GIVEN TASK: Filter the lines below, keeping every one that contains the string "vegetation". Matching is case-sensitive.

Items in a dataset
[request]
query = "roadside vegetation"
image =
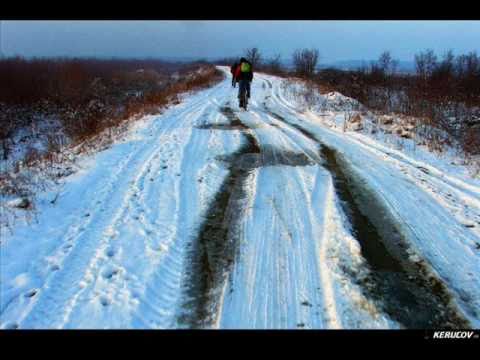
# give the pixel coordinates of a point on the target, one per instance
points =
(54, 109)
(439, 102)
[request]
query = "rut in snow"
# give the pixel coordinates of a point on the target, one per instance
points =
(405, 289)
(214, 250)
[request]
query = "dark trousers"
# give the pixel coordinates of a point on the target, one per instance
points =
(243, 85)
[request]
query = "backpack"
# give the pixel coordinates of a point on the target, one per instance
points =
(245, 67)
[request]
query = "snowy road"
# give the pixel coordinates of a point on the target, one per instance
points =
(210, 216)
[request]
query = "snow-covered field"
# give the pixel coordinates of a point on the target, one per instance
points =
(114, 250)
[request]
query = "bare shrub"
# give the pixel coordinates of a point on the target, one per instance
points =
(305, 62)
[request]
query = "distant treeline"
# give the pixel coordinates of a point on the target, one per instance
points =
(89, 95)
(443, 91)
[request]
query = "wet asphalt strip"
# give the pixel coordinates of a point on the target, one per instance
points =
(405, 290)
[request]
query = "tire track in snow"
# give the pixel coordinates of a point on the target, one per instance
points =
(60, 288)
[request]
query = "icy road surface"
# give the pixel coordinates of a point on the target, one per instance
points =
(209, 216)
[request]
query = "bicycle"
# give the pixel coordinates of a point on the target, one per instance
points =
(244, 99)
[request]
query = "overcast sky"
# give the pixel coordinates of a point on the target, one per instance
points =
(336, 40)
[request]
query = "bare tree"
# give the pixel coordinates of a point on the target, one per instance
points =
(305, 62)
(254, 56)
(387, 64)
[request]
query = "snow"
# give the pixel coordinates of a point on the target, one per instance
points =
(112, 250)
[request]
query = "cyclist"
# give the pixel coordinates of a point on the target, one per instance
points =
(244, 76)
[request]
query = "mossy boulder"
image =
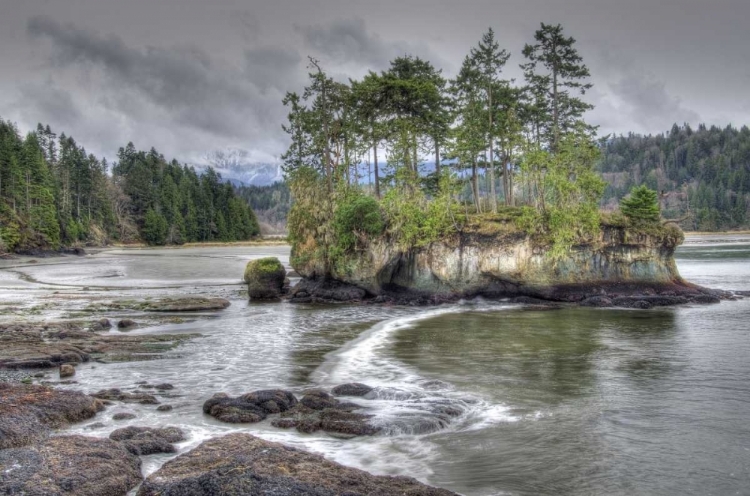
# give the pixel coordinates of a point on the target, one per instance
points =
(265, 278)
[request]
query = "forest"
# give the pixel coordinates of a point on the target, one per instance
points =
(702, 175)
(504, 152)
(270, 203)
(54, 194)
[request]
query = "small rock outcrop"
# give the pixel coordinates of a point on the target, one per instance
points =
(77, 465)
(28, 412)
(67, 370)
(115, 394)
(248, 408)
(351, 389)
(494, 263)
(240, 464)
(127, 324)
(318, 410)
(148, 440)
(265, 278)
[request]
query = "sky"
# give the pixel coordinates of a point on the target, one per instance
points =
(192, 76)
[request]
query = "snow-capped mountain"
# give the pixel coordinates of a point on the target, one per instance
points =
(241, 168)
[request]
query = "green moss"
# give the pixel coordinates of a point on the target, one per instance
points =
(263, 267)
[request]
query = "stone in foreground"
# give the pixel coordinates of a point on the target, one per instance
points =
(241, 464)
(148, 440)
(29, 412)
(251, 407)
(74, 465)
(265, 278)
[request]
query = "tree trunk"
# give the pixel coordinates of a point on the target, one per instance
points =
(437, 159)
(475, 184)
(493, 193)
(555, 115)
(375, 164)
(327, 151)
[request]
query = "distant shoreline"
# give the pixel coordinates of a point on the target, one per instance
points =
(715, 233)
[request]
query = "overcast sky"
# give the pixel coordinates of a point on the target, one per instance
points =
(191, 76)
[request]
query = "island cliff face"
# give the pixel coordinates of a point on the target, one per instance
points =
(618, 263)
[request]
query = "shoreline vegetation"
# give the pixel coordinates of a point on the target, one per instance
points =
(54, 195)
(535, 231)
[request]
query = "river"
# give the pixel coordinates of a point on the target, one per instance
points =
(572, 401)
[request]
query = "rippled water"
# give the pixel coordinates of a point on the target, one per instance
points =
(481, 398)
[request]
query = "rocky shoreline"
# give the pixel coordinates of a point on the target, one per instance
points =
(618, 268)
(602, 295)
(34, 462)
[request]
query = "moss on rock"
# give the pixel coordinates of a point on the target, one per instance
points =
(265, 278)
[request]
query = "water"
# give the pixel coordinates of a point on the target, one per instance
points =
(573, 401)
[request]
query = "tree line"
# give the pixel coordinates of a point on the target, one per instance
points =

OUTPUT FOR THIS TASK:
query = "roadside vegetation"
query = "shoreline vegetation"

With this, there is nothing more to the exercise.